▶ _Dataset entries_

----------------------------------------

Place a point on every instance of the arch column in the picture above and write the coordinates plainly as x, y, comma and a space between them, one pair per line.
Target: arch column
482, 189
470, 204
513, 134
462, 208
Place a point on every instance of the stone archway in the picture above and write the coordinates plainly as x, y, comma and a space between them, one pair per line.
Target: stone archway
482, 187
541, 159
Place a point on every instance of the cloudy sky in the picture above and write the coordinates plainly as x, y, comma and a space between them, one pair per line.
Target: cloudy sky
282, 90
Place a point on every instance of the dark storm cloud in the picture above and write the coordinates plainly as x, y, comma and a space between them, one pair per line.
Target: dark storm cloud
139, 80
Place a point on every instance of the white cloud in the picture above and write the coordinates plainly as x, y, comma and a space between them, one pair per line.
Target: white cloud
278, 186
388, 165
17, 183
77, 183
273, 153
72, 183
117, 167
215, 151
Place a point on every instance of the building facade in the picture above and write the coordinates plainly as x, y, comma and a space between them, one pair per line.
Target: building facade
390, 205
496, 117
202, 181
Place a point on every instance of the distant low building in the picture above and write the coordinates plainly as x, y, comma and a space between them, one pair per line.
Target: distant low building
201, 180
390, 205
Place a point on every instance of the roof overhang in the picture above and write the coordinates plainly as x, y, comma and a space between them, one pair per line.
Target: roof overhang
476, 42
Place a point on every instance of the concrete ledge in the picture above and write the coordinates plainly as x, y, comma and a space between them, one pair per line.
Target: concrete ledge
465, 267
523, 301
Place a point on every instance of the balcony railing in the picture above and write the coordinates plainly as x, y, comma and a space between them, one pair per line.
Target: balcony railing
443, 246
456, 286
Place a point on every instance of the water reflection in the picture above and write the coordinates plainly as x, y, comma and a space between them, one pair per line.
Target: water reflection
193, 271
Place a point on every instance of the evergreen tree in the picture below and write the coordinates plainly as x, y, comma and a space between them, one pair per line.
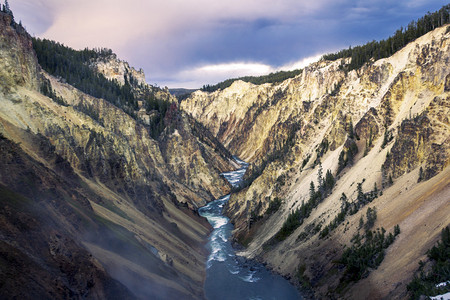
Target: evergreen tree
320, 176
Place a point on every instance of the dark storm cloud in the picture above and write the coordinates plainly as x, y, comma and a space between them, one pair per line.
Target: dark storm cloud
190, 43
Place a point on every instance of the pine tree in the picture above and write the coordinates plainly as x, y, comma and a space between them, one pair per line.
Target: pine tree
6, 7
320, 176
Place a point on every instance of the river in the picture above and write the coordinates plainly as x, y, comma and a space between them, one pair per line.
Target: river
229, 276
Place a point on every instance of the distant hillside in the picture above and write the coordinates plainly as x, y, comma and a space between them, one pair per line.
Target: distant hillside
276, 77
181, 91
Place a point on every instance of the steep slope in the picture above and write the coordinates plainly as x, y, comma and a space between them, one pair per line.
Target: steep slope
89, 199
294, 132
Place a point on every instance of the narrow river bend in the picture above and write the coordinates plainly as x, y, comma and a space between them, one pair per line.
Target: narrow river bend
229, 276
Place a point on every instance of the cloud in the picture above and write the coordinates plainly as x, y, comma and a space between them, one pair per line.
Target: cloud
173, 39
212, 74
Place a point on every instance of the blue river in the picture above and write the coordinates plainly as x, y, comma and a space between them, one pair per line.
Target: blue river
229, 276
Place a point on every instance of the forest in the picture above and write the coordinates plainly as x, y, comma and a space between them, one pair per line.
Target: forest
271, 78
376, 50
74, 67
360, 54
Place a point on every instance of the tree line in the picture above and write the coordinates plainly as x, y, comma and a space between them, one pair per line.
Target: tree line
74, 66
270, 78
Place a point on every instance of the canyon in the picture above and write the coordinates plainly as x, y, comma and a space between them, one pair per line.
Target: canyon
97, 203
383, 127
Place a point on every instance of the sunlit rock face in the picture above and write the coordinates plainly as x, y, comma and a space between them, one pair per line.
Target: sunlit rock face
385, 124
114, 69
91, 205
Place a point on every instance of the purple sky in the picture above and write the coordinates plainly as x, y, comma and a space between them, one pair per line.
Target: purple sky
188, 43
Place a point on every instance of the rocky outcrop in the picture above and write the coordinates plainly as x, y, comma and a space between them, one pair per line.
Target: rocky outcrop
107, 209
382, 126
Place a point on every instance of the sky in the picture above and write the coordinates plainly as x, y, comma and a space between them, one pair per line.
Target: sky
189, 43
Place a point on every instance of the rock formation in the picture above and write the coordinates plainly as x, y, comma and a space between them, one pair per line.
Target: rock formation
383, 127
91, 205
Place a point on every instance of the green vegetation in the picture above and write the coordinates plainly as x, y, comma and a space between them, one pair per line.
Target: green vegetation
345, 207
75, 68
271, 78
426, 282
296, 218
47, 90
302, 278
385, 48
351, 208
363, 256
347, 155
274, 206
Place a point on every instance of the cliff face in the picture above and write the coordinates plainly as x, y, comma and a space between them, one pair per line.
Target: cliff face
383, 126
88, 198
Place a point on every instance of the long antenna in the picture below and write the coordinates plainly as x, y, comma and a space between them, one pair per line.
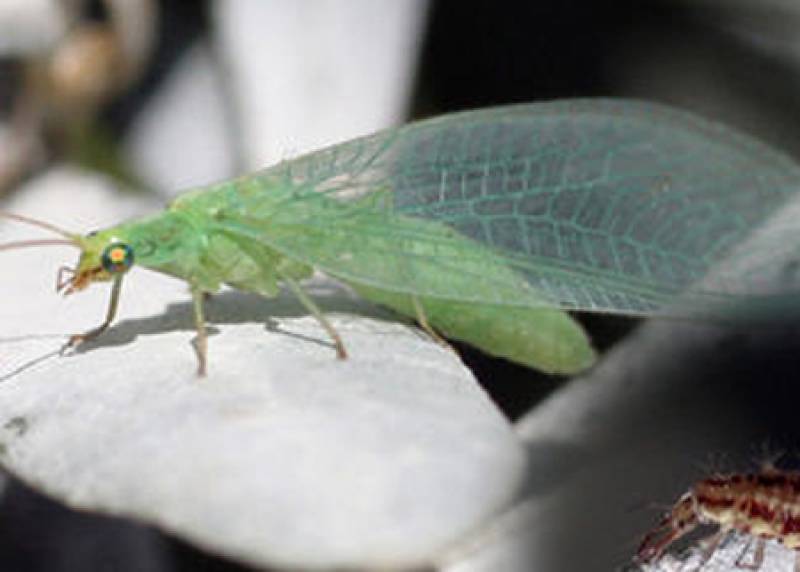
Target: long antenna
40, 224
40, 242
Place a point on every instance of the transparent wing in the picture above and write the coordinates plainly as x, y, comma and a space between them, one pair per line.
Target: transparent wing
602, 205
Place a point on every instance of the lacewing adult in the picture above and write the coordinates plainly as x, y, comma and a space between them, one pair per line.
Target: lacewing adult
484, 226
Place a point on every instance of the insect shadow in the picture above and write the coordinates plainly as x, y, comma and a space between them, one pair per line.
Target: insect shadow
234, 307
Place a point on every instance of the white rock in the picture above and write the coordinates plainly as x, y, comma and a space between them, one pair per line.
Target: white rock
283, 455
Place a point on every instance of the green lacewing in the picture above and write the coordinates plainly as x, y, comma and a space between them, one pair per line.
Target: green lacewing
485, 226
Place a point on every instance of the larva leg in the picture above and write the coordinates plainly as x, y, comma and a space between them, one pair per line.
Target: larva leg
201, 341
758, 556
309, 304
709, 546
423, 322
78, 339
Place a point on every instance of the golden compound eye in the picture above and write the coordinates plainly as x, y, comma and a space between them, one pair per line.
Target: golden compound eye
117, 258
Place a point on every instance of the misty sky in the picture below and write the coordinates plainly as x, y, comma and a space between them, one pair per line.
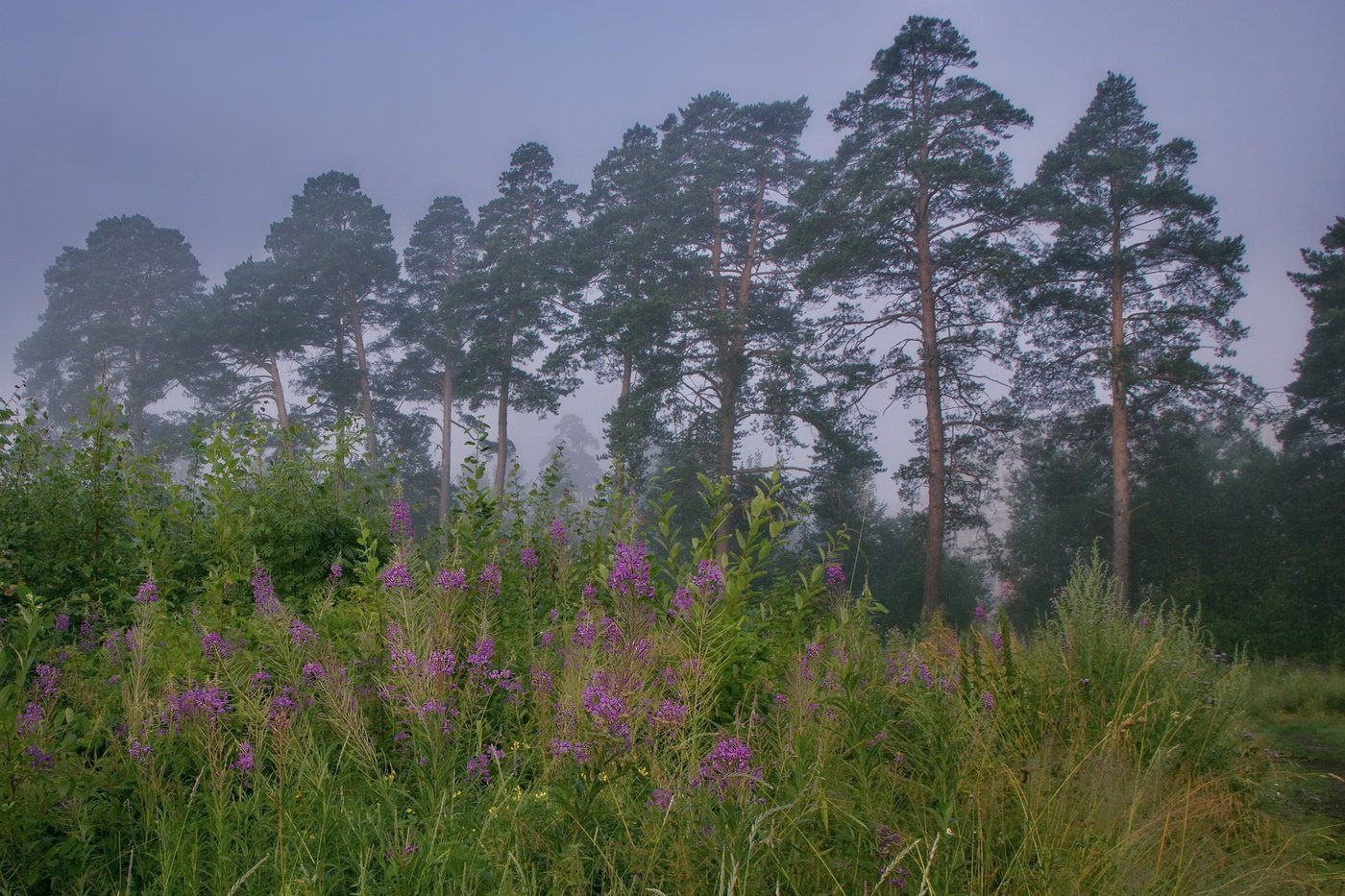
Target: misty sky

----------------------------------------

▶ _Exercise goal_
Among the entries above, identify all lines with "misty" and copy them.

▶ _Answer area_
Place a point on every instance of the misty sky in the picture below and write the coordinates plainly as x, y, comma and a space between them, one pair per line.
Target: misty sky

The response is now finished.